**INSTRUCTIONS FOR THE TASK**
All entries below must be written out verbatim, and the images must be dropped.

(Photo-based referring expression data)

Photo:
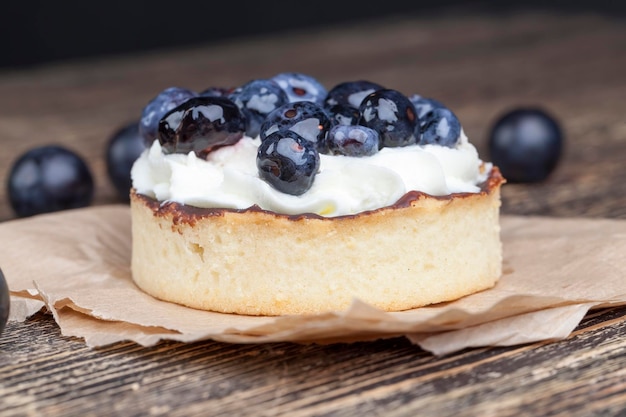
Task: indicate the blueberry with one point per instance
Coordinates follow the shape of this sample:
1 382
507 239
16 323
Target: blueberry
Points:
307 119
49 178
288 162
392 115
353 140
256 99
350 94
424 105
123 148
165 101
343 101
526 144
200 125
215 92
439 127
301 87
5 302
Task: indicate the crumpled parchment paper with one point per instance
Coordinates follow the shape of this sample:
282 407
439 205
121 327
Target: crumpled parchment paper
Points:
76 264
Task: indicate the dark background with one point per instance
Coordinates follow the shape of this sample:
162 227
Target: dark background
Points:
37 32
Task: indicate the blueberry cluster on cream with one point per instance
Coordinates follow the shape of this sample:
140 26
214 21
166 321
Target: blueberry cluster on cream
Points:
287 145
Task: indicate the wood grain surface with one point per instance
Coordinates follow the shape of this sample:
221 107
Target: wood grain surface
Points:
479 65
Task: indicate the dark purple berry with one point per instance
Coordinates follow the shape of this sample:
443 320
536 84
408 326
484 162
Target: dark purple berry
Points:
353 140
301 87
165 101
256 99
343 101
392 115
123 148
343 115
526 144
288 162
349 94
215 92
307 119
439 127
5 302
47 179
201 125
424 105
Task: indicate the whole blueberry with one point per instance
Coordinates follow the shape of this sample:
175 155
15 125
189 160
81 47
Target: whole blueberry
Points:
307 119
353 140
123 149
49 178
343 115
392 115
256 99
215 92
526 144
424 105
165 101
439 127
301 87
5 302
349 94
200 125
288 162
343 101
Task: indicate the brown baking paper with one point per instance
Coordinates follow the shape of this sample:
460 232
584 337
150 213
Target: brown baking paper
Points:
76 264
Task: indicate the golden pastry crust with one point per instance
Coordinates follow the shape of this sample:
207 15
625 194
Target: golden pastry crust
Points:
420 251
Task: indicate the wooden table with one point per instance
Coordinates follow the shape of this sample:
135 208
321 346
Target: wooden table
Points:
480 66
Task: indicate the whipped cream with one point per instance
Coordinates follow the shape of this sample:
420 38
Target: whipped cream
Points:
344 185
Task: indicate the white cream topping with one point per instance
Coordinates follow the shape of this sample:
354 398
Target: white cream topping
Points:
344 185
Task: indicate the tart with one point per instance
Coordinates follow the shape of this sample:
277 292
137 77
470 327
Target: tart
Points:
237 241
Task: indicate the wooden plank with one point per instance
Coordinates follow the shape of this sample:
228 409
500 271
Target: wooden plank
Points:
581 376
479 65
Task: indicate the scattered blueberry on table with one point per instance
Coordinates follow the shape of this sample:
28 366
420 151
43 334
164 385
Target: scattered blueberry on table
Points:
5 302
47 179
526 144
123 148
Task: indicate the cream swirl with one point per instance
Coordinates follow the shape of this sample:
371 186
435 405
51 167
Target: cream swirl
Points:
344 185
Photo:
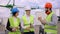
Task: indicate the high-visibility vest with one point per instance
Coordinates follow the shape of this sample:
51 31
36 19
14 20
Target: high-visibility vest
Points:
27 23
14 24
50 28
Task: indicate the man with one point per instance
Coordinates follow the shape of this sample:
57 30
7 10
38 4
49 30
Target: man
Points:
13 24
50 21
27 21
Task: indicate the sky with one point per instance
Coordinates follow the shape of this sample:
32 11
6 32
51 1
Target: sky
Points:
33 3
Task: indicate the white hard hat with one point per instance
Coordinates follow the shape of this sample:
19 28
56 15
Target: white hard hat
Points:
27 8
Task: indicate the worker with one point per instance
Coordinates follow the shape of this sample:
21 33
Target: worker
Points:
38 26
27 21
13 24
50 21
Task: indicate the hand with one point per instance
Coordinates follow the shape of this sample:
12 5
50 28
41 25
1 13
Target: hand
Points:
13 29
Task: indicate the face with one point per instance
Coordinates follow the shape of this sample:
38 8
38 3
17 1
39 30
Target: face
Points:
17 14
47 11
28 12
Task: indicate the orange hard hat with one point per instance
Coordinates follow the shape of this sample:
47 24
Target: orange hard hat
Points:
48 5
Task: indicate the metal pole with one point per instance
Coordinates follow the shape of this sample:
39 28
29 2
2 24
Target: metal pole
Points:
58 24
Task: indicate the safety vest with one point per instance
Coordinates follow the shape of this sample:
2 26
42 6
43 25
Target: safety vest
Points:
27 24
14 24
50 28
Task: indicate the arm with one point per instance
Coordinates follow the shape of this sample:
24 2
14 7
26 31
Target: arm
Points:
22 24
54 20
8 26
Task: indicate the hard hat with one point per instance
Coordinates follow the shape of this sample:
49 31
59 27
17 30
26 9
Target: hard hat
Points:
48 5
14 10
27 8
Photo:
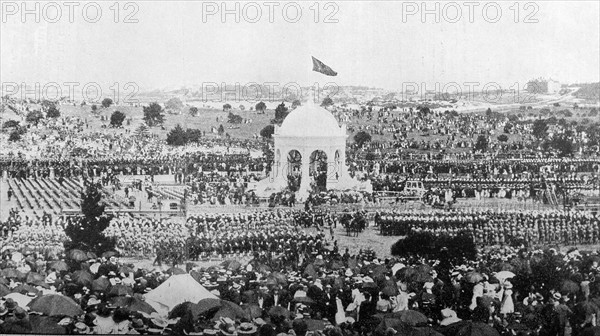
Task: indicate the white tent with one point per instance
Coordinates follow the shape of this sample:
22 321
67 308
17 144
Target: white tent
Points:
177 289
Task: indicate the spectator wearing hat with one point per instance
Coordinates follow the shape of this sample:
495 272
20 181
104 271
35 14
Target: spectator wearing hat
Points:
507 306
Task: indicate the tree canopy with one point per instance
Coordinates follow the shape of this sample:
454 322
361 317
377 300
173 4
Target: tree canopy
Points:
153 115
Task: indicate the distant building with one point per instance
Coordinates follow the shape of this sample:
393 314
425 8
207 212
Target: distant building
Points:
541 85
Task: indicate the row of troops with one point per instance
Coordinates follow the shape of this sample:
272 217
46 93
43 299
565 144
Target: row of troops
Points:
499 228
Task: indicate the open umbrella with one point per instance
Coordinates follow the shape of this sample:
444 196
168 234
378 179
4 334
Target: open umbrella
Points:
503 275
410 317
55 305
59 266
132 303
468 328
314 325
22 300
183 308
100 284
120 290
82 277
77 255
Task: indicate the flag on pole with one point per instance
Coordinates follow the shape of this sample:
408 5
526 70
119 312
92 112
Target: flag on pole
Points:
319 66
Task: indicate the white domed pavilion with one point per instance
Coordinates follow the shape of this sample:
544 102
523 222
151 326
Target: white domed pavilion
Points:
310 148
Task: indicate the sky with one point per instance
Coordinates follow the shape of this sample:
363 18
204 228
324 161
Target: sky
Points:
384 44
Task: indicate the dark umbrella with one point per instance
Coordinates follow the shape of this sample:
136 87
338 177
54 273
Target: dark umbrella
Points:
390 290
410 317
206 305
183 308
231 310
59 265
585 308
590 331
120 290
253 310
133 304
314 325
473 277
33 277
304 300
278 311
12 273
569 286
4 290
82 277
55 305
109 254
77 255
175 271
100 284
46 325
468 328
24 289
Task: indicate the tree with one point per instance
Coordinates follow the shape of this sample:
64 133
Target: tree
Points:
281 112
261 107
117 118
106 102
177 136
540 129
327 102
14 136
87 233
482 143
34 117
10 124
267 131
361 138
174 105
193 135
153 115
53 112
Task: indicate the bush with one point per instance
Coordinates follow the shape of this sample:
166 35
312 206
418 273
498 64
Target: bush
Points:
14 136
267 131
53 112
106 102
11 124
87 234
116 119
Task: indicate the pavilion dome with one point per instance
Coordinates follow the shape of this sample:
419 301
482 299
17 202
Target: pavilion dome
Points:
310 121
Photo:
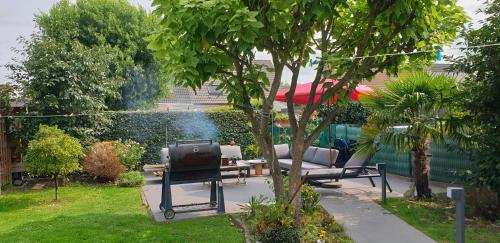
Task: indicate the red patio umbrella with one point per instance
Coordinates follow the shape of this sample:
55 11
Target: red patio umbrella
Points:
302 92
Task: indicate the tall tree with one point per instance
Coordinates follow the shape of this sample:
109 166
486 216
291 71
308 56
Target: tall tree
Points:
482 86
201 40
64 79
117 26
426 105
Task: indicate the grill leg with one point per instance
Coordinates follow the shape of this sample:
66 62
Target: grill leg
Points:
371 180
221 206
213 195
166 194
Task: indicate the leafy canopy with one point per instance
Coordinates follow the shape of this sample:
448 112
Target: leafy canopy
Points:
197 41
84 30
52 152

**RESPONSE BOX**
Photo:
Task: indicate the blueberry with one point per instance
Coordinates follow the shape of this sample:
1 382
507 239
16 323
Target: blueberry
Points:
307 119
49 178
288 162
392 115
353 140
256 99
350 94
424 105
123 148
165 101
343 101
526 144
200 125
215 92
439 127
301 87
5 302
Task: indicate the crumpled parchment paper with one point per instance
Coordinates follow the shape of this sample:
282 407
439 205
121 327
Target: crumpled parchment paper
Points:
76 264
Task: indicate the dark background with one point per instance
Coordinates follow the shape of this sample:
162 227
Target: dark background
Points:
37 32
Task: indicate the blueberry cluster on cream with one point per instance
Coordinates follow the shape of this sample:
140 26
214 21
166 321
Target: blueberry cluster on cream
Points:
287 145
Task: indicate the wood grain surface with one point per instance
Coordinates follow the shape of this sample:
221 107
Target: wood grain surface
Points:
479 65
Task: indicate the dark purple berry with one point per instance
Coordinates follow the shape of this sample:
443 320
536 84
408 326
484 162
Target: dark purple berry
Points:
353 140
301 87
165 101
256 99
343 101
392 115
123 148
343 115
526 144
288 162
349 94
215 92
307 119
439 127
5 302
47 179
201 125
424 105
Task: indicate the whole blueberry with one point per instance
Coordinates follow the shape of this sample:
175 155
15 125
189 160
81 47
Target: whole blueberry
Points:
307 119
353 140
123 149
49 178
343 115
392 115
256 99
215 92
526 144
424 105
165 101
439 127
301 87
5 302
349 94
200 125
288 162
343 101
Task: indicate the brown baking paper with one point per instance
Coordinates follow the shape of this sample:
460 232
584 337
150 213
Target: brown baking paper
Points:
76 264
Task: indicate the golden pastry crust with one point per instance
Coordinates follow the shape of this sample:
207 15
625 194
Target: golden pastry crust
Points:
420 251
Task: indicate the wooden table with one point per instance
Coordinates follow the shape of this sample:
135 208
321 346
Target: wooden table
Points:
480 66
Task: indicate the whipped cream with one point per instance
Coordinates follow the shape of this sample:
420 38
Target: whipped cream
Points:
344 185
Task: indicate the white cream topping with one point per instance
Coordinates follow the shape of this sample:
354 398
Target: white cream topping
Points:
344 185
Task: indicate the tart with one point per instance
Coordinates follow the shape of this sample:
277 292
137 77
470 327
Target: tart
Points:
237 241
Task: indicate the wooden plank with one point per instance
Coordinates follow the shape of this sample:
228 409
500 271
Target: wooden plank
Points:
581 376
479 65
Task: indicate the scattered blueberry on table with one point per instance
Coordinates follow the shape of this sample:
28 366
420 151
43 334
164 385
Target: scattered blueberry on table
Points:
5 302
47 179
526 144
123 148
Task: indicate the cream swirl with one point per instance
Coordinates follow the shape of this sample:
371 186
435 405
51 167
Target: cream swirl
Points:
344 185
Photo:
Task: indicate the high-visibility vest with one point per instance
Coordinates follow the shape of this sample:
51 31
36 19
14 20
Target: high-visibility vest
Points:
27 23
14 24
50 28
Task: indicate the man with one point per instance
Coordinates follow the shape of this sample:
57 30
7 10
38 4
49 30
Target: man
Points:
13 24
50 21
27 21
Task: indicate the sky with one point per instance
Coordinates follow the shape of this sample:
32 11
6 32
51 1
Target: sky
Points:
33 3
Task: indicate the white hard hat with one point per instance
Coordinates follow the shape of this sample:
19 28
56 15
Target: white hard hat
Points:
27 8
Task: indicate the worker with one point per instance
Coordinates follow the shape of this sample:
21 33
Target: worker
Points:
38 26
27 21
13 24
50 21
Task: indicate the hand with one point per instance
Coordinates follow the shape of this sample:
12 5
50 28
41 25
1 13
Target: hand
Points:
13 29
Task: indicate the face with one point per instance
Coordinates follow the shape of this sample:
38 8
38 3
17 1
39 30
Target: face
Points:
17 14
47 11
28 12
Task: indicate the orange hard hat with one point per instance
Coordinates follow the shape of this sample:
47 24
Target: orange hard hat
Points:
48 5
Task: indicate the metal pole with one point per instance
Coordinates follow the shape of this sample:
39 28
29 2
2 24
Target: metal pole
Points:
58 24
Task: indicate the safety vest with one point per instance
Coordinates follow the shape of this sample:
2 26
42 6
43 25
Target: safety vest
Points:
27 24
14 24
50 28
Task: indicate the arm with one point per instance
Coordinates follow the shape of this sample:
24 2
14 7
26 31
Target: arm
Points:
22 24
54 20
8 26
Task: indicate the hard hat with one point per instance
Coordinates follow the shape of this sample:
49 31
59 27
17 30
26 9
Target: hard hat
Points:
48 5
14 10
27 8
Photo:
Task: indicate the white tent with one point per instance
Coordinates follow the shape of this sample:
22 321
67 308
17 144
Target: white tent
Points:
177 289
Task: indicate the spectator wearing hat with one point per instance
Coordinates follow the shape of this sample:
495 272
20 181
104 271
35 14
Target: spectator wearing hat
Points:
507 306
Task: indicate the tree canopy with one point per instance
Coordinates follow the shape of this sample:
454 322
361 317
377 300
173 4
Target: tree canopy
Points:
153 115
Task: indicate the distant building with one point per instance
Coordinates follow the shape of this sample:
393 314
425 8
207 212
Target: distant building
Points:
541 85
Task: indicate the row of troops with one point per instance
Coordinates follow the shape of this sample:
272 217
46 93
43 299
565 144
Target: row of troops
Points:
499 228
Task: indicate the open umbrella with one point per instance
Coordinates follow the shape of this sample:
444 196
168 234
378 179
4 334
Target: open umbrella
Points:
503 275
410 317
55 305
59 266
132 303
468 328
314 325
22 300
183 308
100 284
120 290
82 277
77 255
Task: indicate the flag on pole with one point per instance
Coordinates follow the shape of this sample:
408 5
526 70
119 312
92 112
Target: flag on pole
Points:
319 66
Task: indicate the white domed pavilion with one point per instance
Coordinates follow the shape of this sample:
544 102
523 222
151 326
Target: white domed pavilion
Points:
310 148
Task: indicate the sky with one point per instance
Coordinates follow the shape of this sample:
363 18
204 228
324 161
Target: sky
Points:
384 44
Task: indicate the dark umbrella with one point per instance
Coordinates follow the shape of this sample:
136 87
338 177
54 273
Target: dark umbrella
Points:
390 290
410 317
206 305
183 308
231 310
59 265
585 308
590 331
120 290
253 310
133 304
314 325
473 277
33 277
304 300
278 311
12 273
569 286
4 290
82 277
55 305
109 254
77 255
175 271
100 284
46 325
468 328
24 289
Task: indicate the tree with one point per instance
Coordinates follow the shape of this sample:
64 133
Target: tree
Points:
281 112
261 107
117 118
106 102
177 136
540 129
327 102
14 136
87 233
482 143
34 117
10 124
267 131
361 138
174 105
193 135
153 115
53 112
Task: indicate the bush with one point per instance
Coordinates follow the shape of this sample:
166 35
312 206
418 273
498 64
Target: bush
Points:
14 136
267 131
53 112
106 102
11 124
87 234
116 119
Task: indicate the pavilion dome with one point per instance
Coordinates follow the shape of this sample:
419 301
482 299
17 202
Target: pavilion dome
Points:
310 121
Photo:
Task: indicate the red patio umbrella with one point per instance
Coordinates follow the shape of this sample:
55 11
Target: red patio umbrella
Points:
302 92
Task: indicate the tall tree with one point per instance
Coordinates follow the shape of this sample:
109 166
486 216
291 71
308 56
Target: tall tree
Points:
482 86
201 40
64 79
117 26
426 105
Task: indicate the grill leg with one point per instance
Coordinates follow the shape of this sample:
66 62
Target: grill leg
Points:
371 180
221 206
213 195
166 194
Task: indicate the leafy canopy with one point per instance
Coordinates follow the shape of this sample:
448 112
Target: leafy canopy
Points:
197 41
84 30
52 152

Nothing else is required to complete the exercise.